TASK DETAILS. Search the listing below for the string "house", then copy every line it appears in.

START PROVIDED RECORDS

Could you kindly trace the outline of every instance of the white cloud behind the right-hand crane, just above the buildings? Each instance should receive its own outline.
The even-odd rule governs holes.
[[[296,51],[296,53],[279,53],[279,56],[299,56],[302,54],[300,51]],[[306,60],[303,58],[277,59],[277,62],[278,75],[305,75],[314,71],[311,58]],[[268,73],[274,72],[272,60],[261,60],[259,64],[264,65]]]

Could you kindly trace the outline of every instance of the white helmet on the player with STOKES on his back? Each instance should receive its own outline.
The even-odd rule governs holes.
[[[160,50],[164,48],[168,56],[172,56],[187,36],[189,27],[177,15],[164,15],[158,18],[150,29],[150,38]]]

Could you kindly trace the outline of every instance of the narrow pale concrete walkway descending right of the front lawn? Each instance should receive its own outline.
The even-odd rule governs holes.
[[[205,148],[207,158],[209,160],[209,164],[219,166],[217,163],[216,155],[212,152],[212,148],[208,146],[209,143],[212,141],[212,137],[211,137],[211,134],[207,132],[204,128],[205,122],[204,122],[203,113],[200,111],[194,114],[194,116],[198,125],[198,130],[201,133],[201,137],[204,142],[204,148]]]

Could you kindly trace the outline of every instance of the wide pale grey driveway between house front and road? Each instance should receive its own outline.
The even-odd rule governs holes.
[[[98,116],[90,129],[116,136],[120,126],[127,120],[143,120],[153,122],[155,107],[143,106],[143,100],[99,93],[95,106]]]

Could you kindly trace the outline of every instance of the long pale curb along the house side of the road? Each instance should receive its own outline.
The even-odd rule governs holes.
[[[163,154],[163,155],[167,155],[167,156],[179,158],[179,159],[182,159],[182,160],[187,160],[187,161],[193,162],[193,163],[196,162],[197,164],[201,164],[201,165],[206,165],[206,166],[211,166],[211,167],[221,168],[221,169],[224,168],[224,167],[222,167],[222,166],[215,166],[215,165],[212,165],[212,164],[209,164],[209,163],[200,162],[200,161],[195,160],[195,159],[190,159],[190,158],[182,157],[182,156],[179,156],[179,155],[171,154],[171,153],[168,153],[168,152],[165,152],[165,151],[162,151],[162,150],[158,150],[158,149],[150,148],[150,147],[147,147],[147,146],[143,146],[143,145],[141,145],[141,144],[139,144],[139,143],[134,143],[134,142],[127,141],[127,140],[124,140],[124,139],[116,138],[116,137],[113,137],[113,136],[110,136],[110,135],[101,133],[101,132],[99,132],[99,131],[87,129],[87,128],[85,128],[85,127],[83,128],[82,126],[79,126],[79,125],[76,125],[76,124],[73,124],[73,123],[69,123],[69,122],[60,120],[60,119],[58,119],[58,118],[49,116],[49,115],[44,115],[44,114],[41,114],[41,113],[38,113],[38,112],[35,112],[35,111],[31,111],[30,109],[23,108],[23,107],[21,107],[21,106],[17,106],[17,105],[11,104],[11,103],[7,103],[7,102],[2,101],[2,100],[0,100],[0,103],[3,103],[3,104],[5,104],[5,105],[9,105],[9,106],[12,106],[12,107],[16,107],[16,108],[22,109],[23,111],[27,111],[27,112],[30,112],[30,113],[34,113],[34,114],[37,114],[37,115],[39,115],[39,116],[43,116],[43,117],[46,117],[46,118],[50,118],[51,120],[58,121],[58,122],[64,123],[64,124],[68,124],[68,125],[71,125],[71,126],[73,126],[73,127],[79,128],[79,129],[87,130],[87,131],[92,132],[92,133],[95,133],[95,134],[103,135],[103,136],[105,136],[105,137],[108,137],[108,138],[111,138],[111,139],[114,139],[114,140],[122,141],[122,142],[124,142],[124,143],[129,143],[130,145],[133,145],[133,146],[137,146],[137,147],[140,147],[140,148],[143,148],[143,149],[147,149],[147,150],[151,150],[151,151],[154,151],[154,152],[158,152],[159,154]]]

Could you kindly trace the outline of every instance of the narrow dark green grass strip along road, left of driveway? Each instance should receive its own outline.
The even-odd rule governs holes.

END PROVIDED RECORDS

RESULT OF THE TASK.
Could you kindly trace the outline of every instance of the wide pale grey driveway between house front and road? Each instance should receive its own outline.
Could you kindly trace the outline of every instance of the long pale curb along the house side of the road? Each instance should receive its own outline.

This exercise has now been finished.